Please find every line of the listing below where "painted" occurs and copy it.

__GIVEN RECORDS__

_ _ _ _

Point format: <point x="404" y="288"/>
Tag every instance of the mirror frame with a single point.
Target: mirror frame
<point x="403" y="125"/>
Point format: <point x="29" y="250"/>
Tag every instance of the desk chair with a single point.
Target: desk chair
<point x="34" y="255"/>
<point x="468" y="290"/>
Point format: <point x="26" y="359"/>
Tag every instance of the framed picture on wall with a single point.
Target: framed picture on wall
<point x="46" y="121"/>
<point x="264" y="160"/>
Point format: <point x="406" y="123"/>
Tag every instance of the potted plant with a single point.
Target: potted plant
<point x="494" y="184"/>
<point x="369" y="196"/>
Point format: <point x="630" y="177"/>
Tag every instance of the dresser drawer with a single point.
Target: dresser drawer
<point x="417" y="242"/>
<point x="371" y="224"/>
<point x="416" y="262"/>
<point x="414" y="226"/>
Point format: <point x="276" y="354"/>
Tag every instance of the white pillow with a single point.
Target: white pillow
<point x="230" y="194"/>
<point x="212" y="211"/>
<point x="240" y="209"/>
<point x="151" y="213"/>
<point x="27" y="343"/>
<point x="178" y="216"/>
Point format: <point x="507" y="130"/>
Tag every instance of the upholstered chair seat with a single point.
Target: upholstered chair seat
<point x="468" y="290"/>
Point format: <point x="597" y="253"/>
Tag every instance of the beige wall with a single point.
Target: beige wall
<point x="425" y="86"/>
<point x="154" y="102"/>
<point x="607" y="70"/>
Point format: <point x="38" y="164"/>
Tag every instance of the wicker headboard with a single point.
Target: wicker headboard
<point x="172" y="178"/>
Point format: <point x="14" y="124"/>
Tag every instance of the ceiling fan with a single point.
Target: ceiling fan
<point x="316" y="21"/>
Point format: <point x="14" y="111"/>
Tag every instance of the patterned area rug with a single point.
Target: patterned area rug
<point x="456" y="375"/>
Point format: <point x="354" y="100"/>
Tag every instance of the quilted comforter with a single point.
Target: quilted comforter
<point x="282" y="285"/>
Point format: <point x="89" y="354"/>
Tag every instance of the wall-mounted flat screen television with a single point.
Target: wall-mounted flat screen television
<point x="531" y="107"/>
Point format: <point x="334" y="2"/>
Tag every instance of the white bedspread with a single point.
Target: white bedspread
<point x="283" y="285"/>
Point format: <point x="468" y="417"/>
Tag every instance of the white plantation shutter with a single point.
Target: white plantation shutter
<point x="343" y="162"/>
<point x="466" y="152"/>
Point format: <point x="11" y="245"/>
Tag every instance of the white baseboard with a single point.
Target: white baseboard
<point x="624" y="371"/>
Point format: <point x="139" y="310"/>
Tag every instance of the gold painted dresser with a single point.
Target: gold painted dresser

_ _ _ _

__REPLY TO THE TASK__
Tag every instance of the gold painted dresser with a single point.
Target: gold painted dresser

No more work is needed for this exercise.